▽
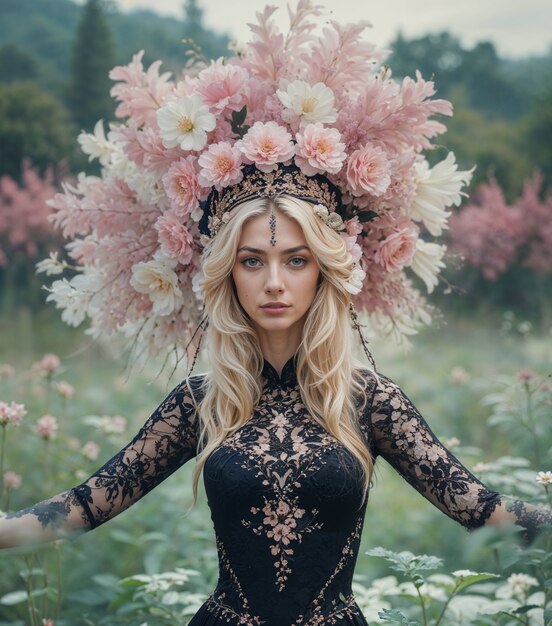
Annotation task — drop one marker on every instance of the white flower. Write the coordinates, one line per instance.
(308, 103)
(438, 188)
(97, 145)
(159, 281)
(544, 478)
(354, 284)
(185, 123)
(427, 262)
(73, 296)
(51, 265)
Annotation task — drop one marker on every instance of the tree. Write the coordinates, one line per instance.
(34, 125)
(93, 57)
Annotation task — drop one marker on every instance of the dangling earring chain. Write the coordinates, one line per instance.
(354, 319)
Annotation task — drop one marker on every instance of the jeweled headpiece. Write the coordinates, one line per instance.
(311, 113)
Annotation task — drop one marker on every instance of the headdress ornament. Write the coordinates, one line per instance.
(312, 114)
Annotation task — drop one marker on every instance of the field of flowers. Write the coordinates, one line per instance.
(66, 406)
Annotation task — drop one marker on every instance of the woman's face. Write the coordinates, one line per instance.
(275, 284)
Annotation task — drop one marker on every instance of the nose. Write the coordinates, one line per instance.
(274, 280)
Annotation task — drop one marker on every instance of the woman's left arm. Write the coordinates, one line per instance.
(402, 437)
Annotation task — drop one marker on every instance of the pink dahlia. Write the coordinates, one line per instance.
(368, 171)
(266, 145)
(182, 186)
(175, 239)
(397, 250)
(319, 150)
(221, 87)
(220, 166)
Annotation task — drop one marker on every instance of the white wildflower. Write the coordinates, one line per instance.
(185, 123)
(96, 145)
(437, 188)
(308, 104)
(544, 478)
(428, 262)
(159, 281)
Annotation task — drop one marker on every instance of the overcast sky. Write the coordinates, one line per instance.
(517, 27)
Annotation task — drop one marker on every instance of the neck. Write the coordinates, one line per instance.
(279, 346)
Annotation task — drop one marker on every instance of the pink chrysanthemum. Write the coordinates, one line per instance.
(220, 166)
(175, 239)
(368, 171)
(319, 150)
(182, 186)
(397, 250)
(221, 87)
(266, 145)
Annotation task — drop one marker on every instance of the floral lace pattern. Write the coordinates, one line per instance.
(286, 497)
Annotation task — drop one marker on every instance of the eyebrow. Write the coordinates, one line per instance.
(259, 251)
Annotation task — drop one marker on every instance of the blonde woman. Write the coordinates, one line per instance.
(285, 428)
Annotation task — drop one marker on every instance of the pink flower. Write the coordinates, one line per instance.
(266, 145)
(182, 187)
(47, 427)
(220, 166)
(91, 450)
(175, 239)
(49, 363)
(319, 150)
(12, 480)
(11, 413)
(221, 87)
(368, 171)
(65, 390)
(397, 250)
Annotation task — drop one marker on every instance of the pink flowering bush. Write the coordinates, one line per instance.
(316, 98)
(24, 226)
(495, 237)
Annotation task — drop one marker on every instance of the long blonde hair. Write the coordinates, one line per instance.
(328, 376)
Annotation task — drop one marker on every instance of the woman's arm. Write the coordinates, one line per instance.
(397, 432)
(166, 441)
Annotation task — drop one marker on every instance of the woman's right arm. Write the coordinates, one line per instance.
(166, 441)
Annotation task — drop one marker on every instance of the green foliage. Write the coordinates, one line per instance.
(33, 124)
(93, 57)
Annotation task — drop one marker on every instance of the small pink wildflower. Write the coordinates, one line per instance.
(65, 390)
(397, 250)
(266, 145)
(175, 239)
(12, 480)
(368, 171)
(319, 150)
(220, 166)
(49, 363)
(11, 413)
(91, 450)
(47, 427)
(182, 187)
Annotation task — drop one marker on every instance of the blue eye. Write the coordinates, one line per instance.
(297, 261)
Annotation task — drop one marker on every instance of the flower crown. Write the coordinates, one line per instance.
(310, 112)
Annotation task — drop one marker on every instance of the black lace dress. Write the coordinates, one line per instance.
(284, 497)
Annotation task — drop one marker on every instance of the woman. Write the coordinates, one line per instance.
(286, 427)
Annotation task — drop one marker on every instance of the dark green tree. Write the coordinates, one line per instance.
(93, 57)
(34, 125)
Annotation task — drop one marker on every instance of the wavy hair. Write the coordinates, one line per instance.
(330, 380)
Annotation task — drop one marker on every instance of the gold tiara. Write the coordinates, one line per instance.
(285, 179)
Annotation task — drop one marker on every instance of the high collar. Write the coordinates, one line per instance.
(288, 378)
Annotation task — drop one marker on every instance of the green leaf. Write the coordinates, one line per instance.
(396, 617)
(15, 597)
(473, 579)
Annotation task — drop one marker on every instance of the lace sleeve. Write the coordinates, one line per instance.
(166, 441)
(398, 433)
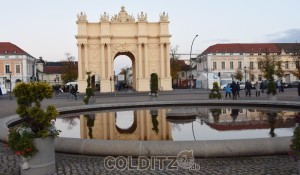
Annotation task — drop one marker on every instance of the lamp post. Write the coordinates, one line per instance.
(10, 97)
(245, 73)
(206, 70)
(191, 61)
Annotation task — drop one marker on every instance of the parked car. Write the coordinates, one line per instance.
(294, 83)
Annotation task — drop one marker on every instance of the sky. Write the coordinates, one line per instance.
(48, 28)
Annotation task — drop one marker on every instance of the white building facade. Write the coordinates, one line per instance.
(226, 59)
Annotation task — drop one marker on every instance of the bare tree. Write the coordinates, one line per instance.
(296, 58)
(268, 67)
(175, 67)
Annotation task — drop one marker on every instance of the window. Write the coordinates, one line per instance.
(259, 65)
(7, 69)
(214, 65)
(240, 64)
(259, 78)
(286, 65)
(252, 77)
(251, 65)
(231, 64)
(18, 69)
(297, 64)
(223, 65)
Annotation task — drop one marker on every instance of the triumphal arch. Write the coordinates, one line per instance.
(145, 43)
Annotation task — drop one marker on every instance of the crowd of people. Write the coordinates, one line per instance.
(233, 89)
(72, 89)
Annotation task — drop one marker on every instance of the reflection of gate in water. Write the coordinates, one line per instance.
(105, 127)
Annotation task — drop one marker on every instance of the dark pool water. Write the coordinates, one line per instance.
(153, 124)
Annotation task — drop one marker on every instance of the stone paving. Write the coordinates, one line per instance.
(78, 164)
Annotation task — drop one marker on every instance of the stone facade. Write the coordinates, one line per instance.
(15, 60)
(227, 58)
(145, 43)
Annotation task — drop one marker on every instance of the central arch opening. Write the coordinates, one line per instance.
(124, 71)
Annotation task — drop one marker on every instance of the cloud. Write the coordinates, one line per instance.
(288, 36)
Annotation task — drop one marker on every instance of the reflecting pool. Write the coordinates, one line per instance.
(153, 124)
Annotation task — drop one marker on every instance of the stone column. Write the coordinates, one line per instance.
(146, 62)
(168, 60)
(142, 121)
(109, 61)
(105, 126)
(79, 62)
(140, 61)
(162, 65)
(86, 61)
(102, 62)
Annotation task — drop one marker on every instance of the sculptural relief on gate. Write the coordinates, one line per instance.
(123, 34)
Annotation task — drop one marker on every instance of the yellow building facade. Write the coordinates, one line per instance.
(147, 44)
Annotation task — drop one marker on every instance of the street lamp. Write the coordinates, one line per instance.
(191, 61)
(10, 97)
(245, 73)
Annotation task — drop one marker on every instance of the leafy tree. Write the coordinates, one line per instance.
(69, 72)
(238, 75)
(174, 64)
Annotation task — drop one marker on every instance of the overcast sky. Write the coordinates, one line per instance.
(47, 28)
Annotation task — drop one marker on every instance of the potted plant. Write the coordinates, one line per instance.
(215, 92)
(89, 91)
(33, 139)
(271, 90)
(153, 85)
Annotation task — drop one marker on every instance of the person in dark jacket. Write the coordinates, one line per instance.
(299, 89)
(234, 89)
(239, 88)
(248, 87)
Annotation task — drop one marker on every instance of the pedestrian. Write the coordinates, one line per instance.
(279, 86)
(228, 90)
(299, 89)
(238, 91)
(248, 87)
(257, 90)
(262, 87)
(234, 89)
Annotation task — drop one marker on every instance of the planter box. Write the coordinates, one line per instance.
(43, 162)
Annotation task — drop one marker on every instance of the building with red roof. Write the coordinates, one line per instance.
(16, 65)
(226, 59)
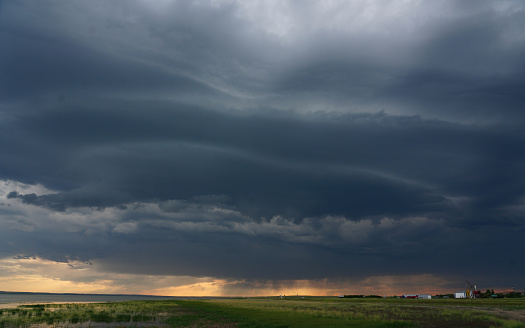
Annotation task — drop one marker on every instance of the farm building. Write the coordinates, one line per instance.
(460, 295)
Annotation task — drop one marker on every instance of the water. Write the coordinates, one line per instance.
(48, 298)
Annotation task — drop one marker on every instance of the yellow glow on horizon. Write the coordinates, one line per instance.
(38, 275)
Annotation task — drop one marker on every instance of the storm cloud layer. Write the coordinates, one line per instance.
(265, 141)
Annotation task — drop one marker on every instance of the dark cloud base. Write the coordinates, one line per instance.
(208, 140)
△
Starting at the line that contains "horizon. Write the coordinates, one line per instance." and ending with the last line of the entries, format those lines as a Markdown table with the columns Row and Line. Number each row and skip any blank lines.

Final result:
| Row | Line |
|---|---|
| 1 | Annotation task — drop one marker on every instance of the yellow glow on horizon. Write the coordinates, one line per instance. |
| 2 | (38, 275) |
| 3 | Annotation task — drop one marker on every instance of the storm cloud layer. Write the coordinates, one line per instance. |
| 4 | (265, 141) |
| 5 | Annotation task — drop one marker on every instance of the dark cloud base. Write the coordinates, one line per instance. |
| 6 | (208, 140) |